OBJECTIVE A: In the listing, start at the line containing "Target: snowy hill" and stop after the line containing "top-left (68, 25), bottom-right (74, 56)". Write out those lines again, switching "snow mound" to "snowdrift" and leaving everything else unchanged.

TEXT:
* * * * *

SHAKESPEARE, NICHOLAS: THE DANCER UPSTAIRS
COINCIDENCE, CONNECTION, EXTREMISM
Coincidences, connections and prescient imagination propelled the story of extremism in The Dancer Upstairs from novel to screen, as well as its author, Nicholas Shakespeare, as Andrew L. Urban discovers on meeting the man, a distant relative of the Bard.
For lovers of crackerjack coincidences, Nicholas Shakespeare is a goldmine. They spill out of the tall, affable and ever-white-haired writer like loose change from a split purse. His English understatement prevents him from making much fuss about them, but even he has been surprised by some. Not least by the fact that when he wrote the novel that would lead to The Dancer Upstairs, he invented an illness – psoriasis - for his mysterious terrorist, which years later turned out to be verified by reality. The book was based on Abimael Guzmán, the real, secretive Latin American terrorist captured in September 1992; the novel, The Vision of Elena Silves, was published three years earlier.
"captured in a room above a ballet studio"
“He was captured in a room above a ballet studio. One reason he had been tracked down was his illness. Sifting the rubbish bags, the policeman in charge of the case had discovered empty packets of Kenacort. The strange figure in the upstairs apartment, where the curtains were always drawn, suffered from extreme psoriasis. His body, like that of my fictional character, was covered in weeping sores,” recounts Shakespeare, as we sip flat whites in the Sydney office of his publicist. On the table is a pile of copies of The Dancer Upstairs which he is half way through autographing for yet to be grateful readers. This book, inspired by Guzmán’s capture, can be read on its own or as a sequel to The Vision of Elena Silves.

* * * * *

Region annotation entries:
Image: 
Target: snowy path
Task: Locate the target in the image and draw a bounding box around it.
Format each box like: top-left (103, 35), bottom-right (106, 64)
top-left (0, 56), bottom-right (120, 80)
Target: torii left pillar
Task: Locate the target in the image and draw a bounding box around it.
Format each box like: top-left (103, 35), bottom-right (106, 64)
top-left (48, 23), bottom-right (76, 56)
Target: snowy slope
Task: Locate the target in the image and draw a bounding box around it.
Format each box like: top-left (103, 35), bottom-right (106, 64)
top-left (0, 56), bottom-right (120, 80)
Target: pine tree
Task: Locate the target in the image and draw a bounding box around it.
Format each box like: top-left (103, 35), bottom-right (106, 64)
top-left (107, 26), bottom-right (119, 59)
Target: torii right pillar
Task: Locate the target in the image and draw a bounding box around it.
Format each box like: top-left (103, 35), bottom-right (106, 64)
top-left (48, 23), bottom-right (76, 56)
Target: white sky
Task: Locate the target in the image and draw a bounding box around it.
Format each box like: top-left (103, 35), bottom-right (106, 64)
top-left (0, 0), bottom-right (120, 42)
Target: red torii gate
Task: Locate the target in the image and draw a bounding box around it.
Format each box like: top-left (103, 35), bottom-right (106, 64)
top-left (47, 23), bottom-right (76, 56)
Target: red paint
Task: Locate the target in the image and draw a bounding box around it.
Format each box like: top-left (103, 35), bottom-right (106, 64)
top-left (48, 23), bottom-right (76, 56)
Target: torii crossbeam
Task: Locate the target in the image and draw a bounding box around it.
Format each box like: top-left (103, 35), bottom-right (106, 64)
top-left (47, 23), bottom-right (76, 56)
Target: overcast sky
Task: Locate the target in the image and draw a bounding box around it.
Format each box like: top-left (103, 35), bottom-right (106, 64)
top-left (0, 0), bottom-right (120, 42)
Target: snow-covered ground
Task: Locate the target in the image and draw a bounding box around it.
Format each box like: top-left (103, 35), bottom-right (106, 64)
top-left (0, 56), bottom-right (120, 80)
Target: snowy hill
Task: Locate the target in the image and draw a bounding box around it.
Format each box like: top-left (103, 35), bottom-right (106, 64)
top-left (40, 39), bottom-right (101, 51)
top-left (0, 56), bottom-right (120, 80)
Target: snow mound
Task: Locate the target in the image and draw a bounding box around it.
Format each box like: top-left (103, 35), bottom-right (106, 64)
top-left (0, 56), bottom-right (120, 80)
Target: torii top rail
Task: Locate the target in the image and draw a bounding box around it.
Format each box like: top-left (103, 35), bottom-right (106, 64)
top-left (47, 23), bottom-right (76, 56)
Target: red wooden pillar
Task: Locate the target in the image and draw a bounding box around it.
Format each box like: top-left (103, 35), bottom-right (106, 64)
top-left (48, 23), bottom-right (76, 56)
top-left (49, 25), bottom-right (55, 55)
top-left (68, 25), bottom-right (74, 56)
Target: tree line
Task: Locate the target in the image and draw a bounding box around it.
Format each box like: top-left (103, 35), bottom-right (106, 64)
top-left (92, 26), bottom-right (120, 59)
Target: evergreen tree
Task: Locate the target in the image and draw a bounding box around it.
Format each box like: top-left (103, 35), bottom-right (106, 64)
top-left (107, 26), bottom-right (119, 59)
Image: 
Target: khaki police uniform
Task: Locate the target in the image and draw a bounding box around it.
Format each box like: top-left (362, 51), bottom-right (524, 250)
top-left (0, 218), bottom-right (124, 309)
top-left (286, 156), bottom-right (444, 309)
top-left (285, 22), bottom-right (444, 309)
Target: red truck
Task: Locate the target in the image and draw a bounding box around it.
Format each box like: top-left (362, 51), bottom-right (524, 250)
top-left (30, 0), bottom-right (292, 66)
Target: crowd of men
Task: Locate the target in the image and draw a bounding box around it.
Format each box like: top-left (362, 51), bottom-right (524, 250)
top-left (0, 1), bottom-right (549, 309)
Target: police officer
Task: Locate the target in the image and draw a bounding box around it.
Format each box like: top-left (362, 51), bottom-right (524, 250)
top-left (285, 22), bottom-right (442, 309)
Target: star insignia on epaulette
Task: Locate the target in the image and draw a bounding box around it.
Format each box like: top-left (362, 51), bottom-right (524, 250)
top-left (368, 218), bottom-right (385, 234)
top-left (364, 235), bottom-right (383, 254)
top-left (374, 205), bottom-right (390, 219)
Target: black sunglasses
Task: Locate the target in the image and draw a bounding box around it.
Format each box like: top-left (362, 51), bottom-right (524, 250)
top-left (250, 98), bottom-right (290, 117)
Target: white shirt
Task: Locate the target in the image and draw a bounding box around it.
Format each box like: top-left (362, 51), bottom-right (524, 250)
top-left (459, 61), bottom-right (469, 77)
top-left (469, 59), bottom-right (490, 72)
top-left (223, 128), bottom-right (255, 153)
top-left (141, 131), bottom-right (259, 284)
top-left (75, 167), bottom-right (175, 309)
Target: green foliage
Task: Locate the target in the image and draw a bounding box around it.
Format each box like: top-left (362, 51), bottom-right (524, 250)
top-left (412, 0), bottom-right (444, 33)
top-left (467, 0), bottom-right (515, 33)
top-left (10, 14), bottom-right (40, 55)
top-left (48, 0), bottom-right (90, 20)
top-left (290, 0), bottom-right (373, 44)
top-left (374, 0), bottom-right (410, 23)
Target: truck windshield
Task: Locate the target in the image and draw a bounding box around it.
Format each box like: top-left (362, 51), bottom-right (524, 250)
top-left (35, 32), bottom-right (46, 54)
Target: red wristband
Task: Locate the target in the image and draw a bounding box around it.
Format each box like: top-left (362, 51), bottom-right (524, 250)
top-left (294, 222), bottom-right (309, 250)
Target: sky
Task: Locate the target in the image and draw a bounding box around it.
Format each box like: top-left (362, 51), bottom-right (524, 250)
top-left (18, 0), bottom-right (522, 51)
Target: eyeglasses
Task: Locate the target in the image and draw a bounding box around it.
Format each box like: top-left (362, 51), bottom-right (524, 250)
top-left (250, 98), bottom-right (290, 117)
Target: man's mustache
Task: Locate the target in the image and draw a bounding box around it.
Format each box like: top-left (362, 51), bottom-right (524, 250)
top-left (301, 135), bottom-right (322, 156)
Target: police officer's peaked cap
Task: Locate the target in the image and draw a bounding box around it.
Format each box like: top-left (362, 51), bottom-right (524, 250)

* * * * *

OBJECTIVE B: According to the article on Nicholas Shakespeare, in what month and year was Abimael Guzmán captured?

EXERCISE SOLUTION A:
Target: snowy hill
Task: Locate the target in the image and draw a bounding box around it.
Format each box like: top-left (103, 35), bottom-right (106, 64)
top-left (40, 39), bottom-right (101, 51)
top-left (0, 56), bottom-right (120, 80)
Target: snowdrift
Task: Locate the target in the image and draw a bounding box around it.
Format each box like: top-left (103, 35), bottom-right (106, 64)
top-left (0, 56), bottom-right (120, 80)
Target: torii top rail
Task: Locate the target in the image and draw a bounding box around it.
Format each box like: top-left (103, 35), bottom-right (106, 64)
top-left (47, 23), bottom-right (76, 56)
Target: red wooden pillar
Task: Locate the target in the image and draw a bounding box around it.
Format each box like: top-left (103, 35), bottom-right (106, 64)
top-left (48, 23), bottom-right (76, 56)
top-left (49, 25), bottom-right (55, 55)
top-left (68, 25), bottom-right (74, 56)

EXERCISE SOLUTION B: September 1992